>> begin DOCUMENT TEXT
4. REGISTRATION EXPENSES. All expenses relating to the Company's
compliance with Sections 2 and 3 hereof, including, without limitation, all
registration and filing fees, printing expenses, fees and disbursements of
counsel and independent public accountants for the Company, fees and expenses
(including reasonable counsel fees) incurred in connection with complying with
state securities or "blue sky" laws, fees of the NASD, transfer taxes, fees of
transfer agents and registrars, fees of, and disbursements incurred by, one
counsel for the Holders, are called "Registration Expenses". All selling
commissions applicable to the sale of Registrable Securities, including any fees
and disbursements of any special counsel to the Holders beyond those included in
Registration Expenses, are called "Selling Expenses." The Company shall only be
responsible for all Registration Expenses.
5. INDEMNIFICATION.
>> end DOCUMENT TEXT
>> begin SUPPLIED DATA
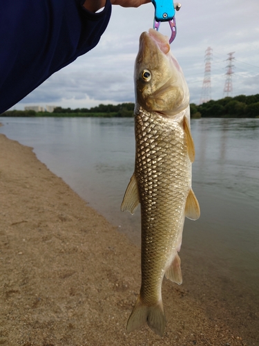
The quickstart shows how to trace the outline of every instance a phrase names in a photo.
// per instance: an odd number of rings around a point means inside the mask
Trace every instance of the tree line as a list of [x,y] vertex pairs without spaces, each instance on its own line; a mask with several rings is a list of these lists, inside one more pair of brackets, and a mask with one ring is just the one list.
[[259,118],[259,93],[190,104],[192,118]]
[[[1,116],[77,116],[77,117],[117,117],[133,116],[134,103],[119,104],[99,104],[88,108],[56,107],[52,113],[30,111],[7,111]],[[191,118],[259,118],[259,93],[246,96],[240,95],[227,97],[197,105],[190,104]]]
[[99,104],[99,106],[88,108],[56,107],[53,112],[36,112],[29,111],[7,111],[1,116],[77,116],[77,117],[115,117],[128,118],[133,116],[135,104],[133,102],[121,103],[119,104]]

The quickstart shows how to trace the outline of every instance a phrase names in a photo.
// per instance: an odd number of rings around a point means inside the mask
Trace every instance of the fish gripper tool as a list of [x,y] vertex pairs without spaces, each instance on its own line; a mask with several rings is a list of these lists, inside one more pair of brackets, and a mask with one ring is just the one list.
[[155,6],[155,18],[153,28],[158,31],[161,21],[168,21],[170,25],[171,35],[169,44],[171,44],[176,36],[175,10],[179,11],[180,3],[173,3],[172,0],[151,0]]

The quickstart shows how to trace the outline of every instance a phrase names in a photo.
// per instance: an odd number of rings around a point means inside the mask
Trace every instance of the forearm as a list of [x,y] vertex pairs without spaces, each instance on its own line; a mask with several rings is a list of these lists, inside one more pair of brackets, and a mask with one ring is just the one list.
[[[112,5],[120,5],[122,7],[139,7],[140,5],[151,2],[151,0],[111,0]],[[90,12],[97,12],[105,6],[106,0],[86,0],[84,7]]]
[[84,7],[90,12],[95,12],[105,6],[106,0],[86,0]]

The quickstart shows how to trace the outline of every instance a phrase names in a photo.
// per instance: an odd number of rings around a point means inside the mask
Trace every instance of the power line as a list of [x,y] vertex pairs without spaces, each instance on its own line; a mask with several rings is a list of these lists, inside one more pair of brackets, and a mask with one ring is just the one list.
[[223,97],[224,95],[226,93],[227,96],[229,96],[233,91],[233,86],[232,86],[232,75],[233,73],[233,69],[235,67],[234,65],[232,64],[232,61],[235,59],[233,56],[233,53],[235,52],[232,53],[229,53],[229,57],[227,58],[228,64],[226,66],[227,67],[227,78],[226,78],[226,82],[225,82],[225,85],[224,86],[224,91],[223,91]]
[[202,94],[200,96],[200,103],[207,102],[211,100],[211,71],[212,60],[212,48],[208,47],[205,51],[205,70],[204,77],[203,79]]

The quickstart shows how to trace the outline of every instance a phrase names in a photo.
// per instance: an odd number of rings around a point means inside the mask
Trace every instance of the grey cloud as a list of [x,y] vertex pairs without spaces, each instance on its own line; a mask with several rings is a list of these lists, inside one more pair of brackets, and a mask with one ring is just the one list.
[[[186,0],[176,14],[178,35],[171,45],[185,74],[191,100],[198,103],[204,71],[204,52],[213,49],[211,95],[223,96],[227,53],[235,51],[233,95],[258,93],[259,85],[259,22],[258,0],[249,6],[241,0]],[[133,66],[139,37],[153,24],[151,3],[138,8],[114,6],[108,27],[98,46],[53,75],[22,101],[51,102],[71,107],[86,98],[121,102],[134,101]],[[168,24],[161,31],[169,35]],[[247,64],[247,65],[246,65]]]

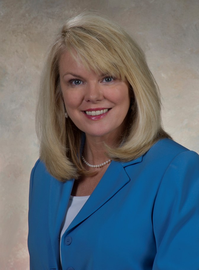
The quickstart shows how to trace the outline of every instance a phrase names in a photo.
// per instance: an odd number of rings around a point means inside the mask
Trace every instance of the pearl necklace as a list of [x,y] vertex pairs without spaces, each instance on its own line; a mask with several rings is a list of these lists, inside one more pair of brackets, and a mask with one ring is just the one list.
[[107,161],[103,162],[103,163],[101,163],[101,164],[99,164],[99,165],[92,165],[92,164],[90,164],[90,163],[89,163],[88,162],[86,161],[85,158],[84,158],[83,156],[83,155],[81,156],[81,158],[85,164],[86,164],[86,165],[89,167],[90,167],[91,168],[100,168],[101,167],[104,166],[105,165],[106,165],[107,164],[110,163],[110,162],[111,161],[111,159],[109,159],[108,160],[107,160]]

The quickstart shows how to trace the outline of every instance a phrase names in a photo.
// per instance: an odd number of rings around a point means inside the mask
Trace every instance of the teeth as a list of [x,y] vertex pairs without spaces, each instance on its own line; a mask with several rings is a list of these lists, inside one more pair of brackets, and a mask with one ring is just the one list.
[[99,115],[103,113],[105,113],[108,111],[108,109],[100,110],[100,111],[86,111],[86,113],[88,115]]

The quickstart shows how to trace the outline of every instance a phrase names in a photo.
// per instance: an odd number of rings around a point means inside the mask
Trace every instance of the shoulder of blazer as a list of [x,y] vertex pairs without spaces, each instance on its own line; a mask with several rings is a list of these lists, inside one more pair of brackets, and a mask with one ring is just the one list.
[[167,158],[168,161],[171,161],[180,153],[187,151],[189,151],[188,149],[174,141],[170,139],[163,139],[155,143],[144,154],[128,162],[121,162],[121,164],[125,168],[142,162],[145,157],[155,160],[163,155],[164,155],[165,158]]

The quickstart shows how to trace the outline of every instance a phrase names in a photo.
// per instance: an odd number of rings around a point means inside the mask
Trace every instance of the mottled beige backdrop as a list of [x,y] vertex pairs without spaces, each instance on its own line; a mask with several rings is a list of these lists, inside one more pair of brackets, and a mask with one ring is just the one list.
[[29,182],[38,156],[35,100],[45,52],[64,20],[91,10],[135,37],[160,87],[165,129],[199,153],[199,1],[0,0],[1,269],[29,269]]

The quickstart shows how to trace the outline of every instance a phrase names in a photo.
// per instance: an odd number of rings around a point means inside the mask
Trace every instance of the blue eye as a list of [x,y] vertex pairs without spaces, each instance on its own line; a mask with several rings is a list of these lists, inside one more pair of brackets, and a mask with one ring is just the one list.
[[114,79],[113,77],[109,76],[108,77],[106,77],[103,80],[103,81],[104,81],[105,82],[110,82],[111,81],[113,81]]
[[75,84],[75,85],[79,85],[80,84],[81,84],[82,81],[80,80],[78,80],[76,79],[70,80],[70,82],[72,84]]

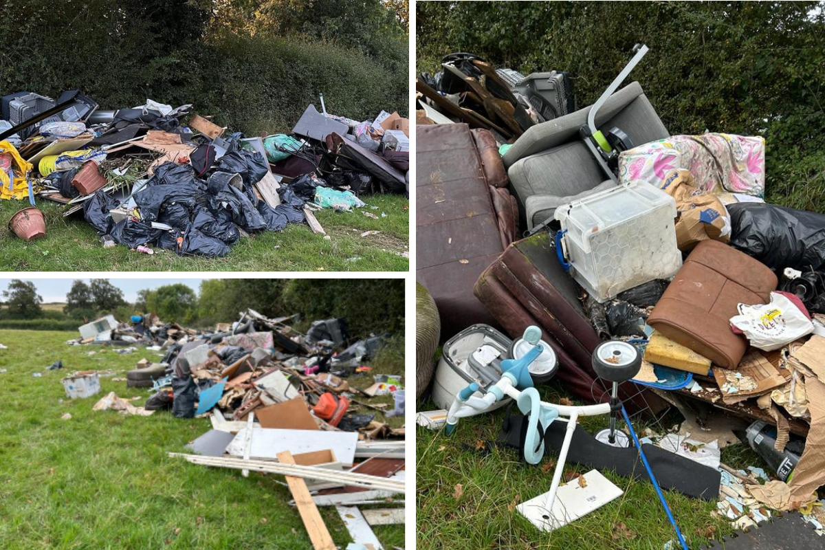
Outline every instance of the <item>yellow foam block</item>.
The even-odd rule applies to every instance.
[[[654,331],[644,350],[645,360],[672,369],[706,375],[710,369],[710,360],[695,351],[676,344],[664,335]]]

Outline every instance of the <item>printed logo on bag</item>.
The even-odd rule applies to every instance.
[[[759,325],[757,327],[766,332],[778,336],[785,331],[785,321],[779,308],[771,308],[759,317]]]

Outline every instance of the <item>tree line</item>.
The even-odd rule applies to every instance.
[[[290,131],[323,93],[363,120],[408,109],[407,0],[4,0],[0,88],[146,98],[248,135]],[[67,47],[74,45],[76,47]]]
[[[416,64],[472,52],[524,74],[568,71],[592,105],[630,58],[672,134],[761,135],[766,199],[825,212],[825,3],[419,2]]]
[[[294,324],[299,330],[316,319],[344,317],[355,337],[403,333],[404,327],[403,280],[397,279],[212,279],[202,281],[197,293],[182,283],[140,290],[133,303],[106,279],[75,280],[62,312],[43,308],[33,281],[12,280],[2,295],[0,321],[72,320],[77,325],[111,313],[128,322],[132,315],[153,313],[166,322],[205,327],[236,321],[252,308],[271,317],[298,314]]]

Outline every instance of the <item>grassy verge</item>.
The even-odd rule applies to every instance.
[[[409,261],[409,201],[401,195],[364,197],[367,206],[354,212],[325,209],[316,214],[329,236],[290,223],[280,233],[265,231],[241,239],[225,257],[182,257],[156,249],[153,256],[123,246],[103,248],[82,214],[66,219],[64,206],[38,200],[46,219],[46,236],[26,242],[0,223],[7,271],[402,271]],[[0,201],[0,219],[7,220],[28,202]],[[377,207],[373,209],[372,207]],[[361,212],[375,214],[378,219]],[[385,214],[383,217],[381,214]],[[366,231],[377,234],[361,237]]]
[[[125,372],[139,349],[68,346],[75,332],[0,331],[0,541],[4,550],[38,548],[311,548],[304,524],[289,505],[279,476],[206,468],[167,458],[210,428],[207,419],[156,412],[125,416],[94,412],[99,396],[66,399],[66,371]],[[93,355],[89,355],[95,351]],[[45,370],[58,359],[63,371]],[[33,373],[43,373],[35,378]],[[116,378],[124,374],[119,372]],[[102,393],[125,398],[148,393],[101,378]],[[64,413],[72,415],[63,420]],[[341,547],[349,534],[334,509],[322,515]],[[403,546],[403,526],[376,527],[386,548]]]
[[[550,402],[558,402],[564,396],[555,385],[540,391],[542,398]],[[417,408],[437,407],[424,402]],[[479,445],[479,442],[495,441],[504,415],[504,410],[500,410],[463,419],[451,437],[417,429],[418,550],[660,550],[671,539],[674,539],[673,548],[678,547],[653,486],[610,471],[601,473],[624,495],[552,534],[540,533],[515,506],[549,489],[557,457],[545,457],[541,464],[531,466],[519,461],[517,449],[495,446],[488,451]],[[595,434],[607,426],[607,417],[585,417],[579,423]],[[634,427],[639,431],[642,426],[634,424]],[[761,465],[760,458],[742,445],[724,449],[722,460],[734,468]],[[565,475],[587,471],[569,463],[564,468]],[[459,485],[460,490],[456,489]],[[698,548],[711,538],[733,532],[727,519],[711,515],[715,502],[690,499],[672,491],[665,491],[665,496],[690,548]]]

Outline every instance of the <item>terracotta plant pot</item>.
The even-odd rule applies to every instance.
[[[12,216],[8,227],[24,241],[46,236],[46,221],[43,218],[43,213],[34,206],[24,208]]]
>> end SUPPLIED DATA
DIRECTIVE: Repeat the registration expenses clause, starting at "4. REGISTRATION EXPENSES." and ending at "5. INDEMNIFICATION.", and substitute "Investors" for "Holders".

SOLUTION FOR THIS PROBLEM:
4. REGISTRATION EXPENSES. All expenses relating to the Company's
compliance with Sections 2 and 3 hereof, including, without limitation, all
registration and filing fees, printing expenses, fees and disbursements of
counsel and independent public accountants for the Company, fees and expenses
(including reasonable counsel fees) incurred in connection with complying with
state securities or "blue sky" laws, fees of the NASD, transfer taxes, fees of
transfer agents and registrars, fees of, and disbursements incurred by, one
counsel for the Investors, are called "Registration Expenses". All selling
commissions applicable to the sale of Registrable Securities, including any fees
and disbursements of any special counsel to the Investors beyond those included in
Registration Expenses, are called "Selling Expenses." The Company shall only be
responsible for all Registration Expenses.
5. INDEMNIFICATION.